-- TASK INSTRUCTIONS --
Return, word for word, only the lines from the one containing "Query: tall tree canopy" through the last line of the entries.

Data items
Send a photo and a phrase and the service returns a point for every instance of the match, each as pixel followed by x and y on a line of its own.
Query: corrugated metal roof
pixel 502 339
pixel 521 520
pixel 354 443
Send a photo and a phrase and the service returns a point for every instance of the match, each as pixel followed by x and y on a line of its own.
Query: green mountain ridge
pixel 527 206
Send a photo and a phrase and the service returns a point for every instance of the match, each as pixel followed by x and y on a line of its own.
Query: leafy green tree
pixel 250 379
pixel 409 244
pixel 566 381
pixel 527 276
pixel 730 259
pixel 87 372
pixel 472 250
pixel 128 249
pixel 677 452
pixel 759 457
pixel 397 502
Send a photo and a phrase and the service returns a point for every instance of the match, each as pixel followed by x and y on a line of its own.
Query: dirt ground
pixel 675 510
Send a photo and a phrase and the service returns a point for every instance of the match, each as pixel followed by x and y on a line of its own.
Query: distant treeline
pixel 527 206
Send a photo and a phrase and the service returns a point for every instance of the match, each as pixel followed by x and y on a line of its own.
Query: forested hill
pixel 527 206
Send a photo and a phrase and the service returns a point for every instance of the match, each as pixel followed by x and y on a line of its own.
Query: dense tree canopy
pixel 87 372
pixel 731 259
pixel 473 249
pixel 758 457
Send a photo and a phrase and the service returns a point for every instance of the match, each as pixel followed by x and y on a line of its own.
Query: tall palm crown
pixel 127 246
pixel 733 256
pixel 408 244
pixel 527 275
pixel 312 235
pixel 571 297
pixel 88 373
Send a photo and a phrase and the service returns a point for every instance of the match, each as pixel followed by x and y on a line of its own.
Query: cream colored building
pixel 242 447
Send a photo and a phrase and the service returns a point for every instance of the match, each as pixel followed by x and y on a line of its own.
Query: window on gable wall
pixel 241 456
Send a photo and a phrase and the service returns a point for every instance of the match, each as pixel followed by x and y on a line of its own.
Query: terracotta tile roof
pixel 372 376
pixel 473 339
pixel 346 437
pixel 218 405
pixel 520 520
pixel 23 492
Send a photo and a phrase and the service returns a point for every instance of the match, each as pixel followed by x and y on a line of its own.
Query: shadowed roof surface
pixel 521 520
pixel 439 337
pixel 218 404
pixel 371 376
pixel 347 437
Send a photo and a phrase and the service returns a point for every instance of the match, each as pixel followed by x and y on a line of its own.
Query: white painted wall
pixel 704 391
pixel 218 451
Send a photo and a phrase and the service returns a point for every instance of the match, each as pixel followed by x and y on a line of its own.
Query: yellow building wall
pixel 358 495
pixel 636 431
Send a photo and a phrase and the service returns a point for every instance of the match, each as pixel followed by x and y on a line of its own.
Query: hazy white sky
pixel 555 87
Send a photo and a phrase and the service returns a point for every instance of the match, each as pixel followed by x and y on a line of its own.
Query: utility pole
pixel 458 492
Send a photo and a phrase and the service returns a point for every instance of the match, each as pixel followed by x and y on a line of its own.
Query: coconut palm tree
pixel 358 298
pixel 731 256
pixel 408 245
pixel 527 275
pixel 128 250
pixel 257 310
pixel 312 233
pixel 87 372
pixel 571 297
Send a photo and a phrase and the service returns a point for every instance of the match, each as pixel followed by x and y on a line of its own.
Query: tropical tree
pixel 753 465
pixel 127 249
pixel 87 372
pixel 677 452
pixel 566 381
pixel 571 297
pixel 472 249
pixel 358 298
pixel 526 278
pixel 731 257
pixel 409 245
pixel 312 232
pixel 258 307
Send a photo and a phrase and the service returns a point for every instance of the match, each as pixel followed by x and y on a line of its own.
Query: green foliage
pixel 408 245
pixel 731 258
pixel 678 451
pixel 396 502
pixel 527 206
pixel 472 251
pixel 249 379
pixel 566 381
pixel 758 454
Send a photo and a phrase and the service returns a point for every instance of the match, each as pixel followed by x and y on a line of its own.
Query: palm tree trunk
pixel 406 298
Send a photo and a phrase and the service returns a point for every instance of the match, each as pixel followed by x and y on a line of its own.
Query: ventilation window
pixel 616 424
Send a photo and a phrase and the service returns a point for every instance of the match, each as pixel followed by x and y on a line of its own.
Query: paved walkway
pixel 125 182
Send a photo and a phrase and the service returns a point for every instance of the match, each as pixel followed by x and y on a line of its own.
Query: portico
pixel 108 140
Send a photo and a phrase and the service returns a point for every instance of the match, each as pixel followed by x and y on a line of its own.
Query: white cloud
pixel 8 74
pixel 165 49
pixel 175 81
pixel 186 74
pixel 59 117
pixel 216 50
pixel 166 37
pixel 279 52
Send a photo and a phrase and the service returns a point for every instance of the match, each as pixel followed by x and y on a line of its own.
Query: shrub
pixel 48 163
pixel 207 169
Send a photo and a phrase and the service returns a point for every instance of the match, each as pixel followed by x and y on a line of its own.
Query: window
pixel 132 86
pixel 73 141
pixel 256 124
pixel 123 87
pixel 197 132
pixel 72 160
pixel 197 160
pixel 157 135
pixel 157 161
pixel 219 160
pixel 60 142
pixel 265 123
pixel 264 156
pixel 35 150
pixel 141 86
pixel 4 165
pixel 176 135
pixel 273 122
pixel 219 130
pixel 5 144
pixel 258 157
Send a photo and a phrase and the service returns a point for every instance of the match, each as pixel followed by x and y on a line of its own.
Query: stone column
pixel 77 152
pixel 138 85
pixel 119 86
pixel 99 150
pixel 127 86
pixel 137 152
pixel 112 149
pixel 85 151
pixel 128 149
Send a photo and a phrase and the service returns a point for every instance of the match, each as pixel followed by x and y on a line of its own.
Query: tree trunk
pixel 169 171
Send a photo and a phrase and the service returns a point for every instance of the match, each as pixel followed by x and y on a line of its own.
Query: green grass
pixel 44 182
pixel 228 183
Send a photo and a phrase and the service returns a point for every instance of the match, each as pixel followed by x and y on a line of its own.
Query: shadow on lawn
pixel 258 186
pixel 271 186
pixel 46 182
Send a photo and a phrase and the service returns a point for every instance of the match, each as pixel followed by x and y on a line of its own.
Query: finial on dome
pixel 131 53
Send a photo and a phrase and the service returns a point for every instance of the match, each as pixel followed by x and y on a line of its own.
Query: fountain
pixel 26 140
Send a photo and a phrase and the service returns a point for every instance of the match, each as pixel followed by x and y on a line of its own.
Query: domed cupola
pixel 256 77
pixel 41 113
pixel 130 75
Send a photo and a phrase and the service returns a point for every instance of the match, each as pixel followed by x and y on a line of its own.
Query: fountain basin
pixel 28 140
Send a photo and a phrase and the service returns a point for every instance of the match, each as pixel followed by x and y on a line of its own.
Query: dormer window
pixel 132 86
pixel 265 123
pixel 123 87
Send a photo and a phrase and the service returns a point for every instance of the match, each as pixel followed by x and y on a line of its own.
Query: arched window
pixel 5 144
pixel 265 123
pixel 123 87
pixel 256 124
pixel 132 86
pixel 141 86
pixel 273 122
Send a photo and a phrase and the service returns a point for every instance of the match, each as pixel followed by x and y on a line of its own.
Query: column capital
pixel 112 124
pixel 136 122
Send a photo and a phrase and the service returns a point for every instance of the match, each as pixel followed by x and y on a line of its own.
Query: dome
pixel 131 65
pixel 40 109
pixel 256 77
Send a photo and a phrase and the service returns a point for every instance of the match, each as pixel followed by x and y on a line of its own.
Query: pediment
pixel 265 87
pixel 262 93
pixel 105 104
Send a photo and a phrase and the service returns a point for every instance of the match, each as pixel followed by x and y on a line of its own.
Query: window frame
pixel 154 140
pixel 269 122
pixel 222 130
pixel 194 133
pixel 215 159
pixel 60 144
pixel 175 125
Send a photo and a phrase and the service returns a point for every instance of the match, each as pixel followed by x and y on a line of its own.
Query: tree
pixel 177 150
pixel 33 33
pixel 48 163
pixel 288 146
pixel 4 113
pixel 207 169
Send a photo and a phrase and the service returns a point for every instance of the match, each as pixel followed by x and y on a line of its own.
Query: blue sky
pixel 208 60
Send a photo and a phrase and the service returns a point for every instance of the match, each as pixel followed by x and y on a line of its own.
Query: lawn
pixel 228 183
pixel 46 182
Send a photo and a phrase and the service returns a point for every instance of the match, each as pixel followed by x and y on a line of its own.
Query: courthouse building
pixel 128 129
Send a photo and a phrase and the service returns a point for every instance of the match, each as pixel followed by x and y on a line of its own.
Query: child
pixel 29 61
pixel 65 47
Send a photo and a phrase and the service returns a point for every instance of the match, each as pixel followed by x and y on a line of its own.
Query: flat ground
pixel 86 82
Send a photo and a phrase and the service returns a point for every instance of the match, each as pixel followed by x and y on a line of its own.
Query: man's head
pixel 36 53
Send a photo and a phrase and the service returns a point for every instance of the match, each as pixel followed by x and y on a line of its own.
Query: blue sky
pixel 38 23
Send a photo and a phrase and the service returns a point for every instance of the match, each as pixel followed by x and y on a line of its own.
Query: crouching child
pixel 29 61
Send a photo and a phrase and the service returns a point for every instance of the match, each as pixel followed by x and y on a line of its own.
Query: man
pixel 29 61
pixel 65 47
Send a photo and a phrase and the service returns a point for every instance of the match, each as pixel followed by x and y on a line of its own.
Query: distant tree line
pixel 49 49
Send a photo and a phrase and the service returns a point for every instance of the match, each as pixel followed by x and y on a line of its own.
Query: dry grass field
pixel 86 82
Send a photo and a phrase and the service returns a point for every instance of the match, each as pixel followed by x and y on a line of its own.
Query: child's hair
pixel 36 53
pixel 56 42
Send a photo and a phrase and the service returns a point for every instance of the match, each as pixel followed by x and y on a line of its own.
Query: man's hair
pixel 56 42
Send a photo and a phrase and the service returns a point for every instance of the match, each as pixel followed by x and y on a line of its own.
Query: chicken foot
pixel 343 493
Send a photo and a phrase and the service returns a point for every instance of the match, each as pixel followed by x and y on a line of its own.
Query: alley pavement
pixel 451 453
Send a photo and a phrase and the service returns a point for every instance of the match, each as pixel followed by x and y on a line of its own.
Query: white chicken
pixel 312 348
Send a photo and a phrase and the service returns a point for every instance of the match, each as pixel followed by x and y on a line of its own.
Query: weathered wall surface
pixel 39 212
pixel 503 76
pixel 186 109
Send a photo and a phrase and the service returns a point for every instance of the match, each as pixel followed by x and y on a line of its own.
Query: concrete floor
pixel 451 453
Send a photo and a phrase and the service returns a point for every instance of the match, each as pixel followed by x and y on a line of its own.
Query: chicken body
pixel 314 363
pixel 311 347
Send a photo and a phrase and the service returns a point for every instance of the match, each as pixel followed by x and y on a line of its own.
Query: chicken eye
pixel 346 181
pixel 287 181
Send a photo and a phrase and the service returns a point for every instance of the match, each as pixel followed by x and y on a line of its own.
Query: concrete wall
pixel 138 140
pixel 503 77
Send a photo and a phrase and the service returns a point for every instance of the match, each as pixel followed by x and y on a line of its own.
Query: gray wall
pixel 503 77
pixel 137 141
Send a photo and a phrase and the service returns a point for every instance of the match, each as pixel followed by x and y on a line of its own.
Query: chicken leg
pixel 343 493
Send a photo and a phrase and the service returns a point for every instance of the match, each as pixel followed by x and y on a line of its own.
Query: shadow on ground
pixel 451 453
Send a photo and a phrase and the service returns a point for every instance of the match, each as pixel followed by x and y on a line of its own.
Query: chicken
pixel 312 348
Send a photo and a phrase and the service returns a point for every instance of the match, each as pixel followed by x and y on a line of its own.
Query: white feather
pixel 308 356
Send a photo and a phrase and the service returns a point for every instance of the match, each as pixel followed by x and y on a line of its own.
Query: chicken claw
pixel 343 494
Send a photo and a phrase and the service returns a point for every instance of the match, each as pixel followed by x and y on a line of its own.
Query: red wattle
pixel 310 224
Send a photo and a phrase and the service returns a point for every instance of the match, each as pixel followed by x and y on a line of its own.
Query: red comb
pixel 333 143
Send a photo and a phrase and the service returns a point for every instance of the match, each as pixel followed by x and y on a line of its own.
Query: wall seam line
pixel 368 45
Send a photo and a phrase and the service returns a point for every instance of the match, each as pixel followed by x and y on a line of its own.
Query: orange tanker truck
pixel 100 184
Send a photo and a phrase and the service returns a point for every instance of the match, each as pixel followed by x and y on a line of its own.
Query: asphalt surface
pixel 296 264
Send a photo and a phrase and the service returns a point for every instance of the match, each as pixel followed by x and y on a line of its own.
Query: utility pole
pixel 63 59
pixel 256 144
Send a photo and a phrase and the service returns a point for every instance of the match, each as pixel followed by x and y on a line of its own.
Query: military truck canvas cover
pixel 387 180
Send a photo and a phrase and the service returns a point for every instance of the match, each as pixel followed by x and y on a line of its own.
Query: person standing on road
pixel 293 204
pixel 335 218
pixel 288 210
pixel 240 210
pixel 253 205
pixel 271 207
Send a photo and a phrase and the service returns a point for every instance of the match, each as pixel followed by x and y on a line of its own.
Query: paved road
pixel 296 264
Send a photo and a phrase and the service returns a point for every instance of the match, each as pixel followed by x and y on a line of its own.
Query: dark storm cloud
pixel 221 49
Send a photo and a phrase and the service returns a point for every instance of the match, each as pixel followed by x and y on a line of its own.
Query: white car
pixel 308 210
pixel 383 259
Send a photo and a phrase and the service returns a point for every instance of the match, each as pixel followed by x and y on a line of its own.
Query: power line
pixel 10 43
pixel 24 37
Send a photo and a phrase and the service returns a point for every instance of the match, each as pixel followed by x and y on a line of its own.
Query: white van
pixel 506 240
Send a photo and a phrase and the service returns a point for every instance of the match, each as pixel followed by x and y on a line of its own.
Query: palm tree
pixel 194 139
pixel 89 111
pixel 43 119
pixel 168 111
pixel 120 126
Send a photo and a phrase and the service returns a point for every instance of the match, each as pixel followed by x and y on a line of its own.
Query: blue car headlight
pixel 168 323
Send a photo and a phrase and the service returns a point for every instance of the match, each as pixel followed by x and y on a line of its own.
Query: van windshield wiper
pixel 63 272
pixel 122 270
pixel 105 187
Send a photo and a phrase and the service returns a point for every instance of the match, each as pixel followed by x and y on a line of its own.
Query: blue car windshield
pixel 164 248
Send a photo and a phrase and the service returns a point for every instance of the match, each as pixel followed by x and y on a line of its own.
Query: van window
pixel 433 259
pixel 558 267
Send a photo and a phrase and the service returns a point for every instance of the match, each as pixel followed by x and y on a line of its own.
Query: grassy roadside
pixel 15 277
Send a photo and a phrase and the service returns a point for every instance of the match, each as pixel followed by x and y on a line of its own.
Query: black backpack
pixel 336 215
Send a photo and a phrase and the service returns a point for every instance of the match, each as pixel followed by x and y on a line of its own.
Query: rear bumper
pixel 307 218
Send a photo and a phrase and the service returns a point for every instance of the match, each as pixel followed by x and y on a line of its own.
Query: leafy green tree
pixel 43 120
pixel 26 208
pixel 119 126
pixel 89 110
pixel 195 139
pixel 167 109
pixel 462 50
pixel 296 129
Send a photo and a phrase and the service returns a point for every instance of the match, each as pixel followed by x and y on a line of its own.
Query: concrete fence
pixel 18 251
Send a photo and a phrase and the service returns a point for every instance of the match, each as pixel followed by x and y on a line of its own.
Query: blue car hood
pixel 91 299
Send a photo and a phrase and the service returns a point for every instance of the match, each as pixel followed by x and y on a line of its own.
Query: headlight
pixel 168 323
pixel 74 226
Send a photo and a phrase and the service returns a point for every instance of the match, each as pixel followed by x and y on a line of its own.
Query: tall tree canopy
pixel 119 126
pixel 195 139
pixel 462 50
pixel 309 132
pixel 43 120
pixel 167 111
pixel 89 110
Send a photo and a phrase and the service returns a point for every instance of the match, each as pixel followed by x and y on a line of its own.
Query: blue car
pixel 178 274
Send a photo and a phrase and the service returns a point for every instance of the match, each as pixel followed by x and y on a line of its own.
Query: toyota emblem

-- SOLUTION BELOW --
Query: tall tree canopy
pixel 119 126
pixel 195 139
pixel 462 50
pixel 309 132
pixel 43 120
pixel 167 111
pixel 89 110
Send a photo and a phrase and the service returns a point for every instance of the match, each as pixel followed by x and y on a line of its own.
Query: blue car
pixel 178 274
Send a photo and a phrase and the service returns a point for every instance of the match, each as pixel followed by x and y on a line of its own.
Query: toyota emblem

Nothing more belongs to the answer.